■ **DOCUMENT PASSAGE**
Chronicler in residence (words and photos)
After a weeklong journey from the Philippines, the Nomade des Mers dropped anchor in Taiwan’s capital of Taipei. For the past three years, with engineer Corentin de Chatelperron at the helm, the catamaran and its rotating crew of volunteers have been doing a world tour of low-tech innovations—frugal and resilient technologies that respond to humanity’s basic needs, such as access to water, energy or healthy food. All these local inventions are duly documented by Low-tech Lab and made available in open source for free and universal access.
“This stop was somewhat paradoxal for us,” says Corentin. “Taiwan is a world center for electronics with industry giants such as HTC, Asus and Acer. It’s a very high-tech country, but we thought it was precisely here that we should look for ways to make electronics more sustainable. So far, according to our three criteria for measuring the level of low-tech (useful/accessible/durable), digital media doesn’t score very high, in addition to being a major source of pollution and waste of natural resources. But it’s also an essential tool for communicating and sharing knowledge on a global scale. To go without it would radically change our lives. We could always go back to the sextant and paper maps on the boat, but our mission to find and share good technologies would no longer be possible without the Internet.”
This stop is also a chance for the crew to discover a bit of Chinese culture. “We would have liked to visit mainland China too,” says Corentin. “As the rising power of the 21st century, it’s a shame to do a world tour and go right past it, but the authorizations are impossible because of all the plants and animals we have on board.”

■ **DATA EXTRACT**
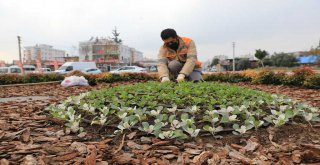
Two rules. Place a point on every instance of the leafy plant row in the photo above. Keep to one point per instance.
(181, 110)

■ **PROBLEMS**
1. In the passage about the Nomade des Mers, swap "catamaran" for "sailboat" and give the stretch from "After a weeklong" through "and universal access." again.
2. Answer yes or no for each statement about the Nomade des Mers passage, quoting the deciding words: (a) The boat reached Taipei after a weeklong journey from the Philippines. (b) The crew visited mainland China. (c) Digital media scores very high on the crew's three criteria for low-tech.
The lines play no part in this work.

■ **OUTPUTS**
1.
After a weeklong journey from the Philippines, the Nomade des Mers dropped anchor in Taiwan’s capital of Taipei. For the past three years, with engineer Corentin de Chatelperron at the helm, the sailboat and its rotating crew of volunteers have been doing a world tour of low-tech innovations—frugal and resilient technologies that respond to humanity’s basic needs, such as access to water, energy or healthy food. All these local inventions are duly documented by Low-tech Lab and made available in open source for free and universal access.

2.
(a) Yes: "After a weeklong journey from the Philippines, the Nomade des Mers dropped anchor in Taiwan’s capital of Taipei."
(b) No: "We would have liked to visit mainland China too."
(c) No: "digital media doesn’t score very high"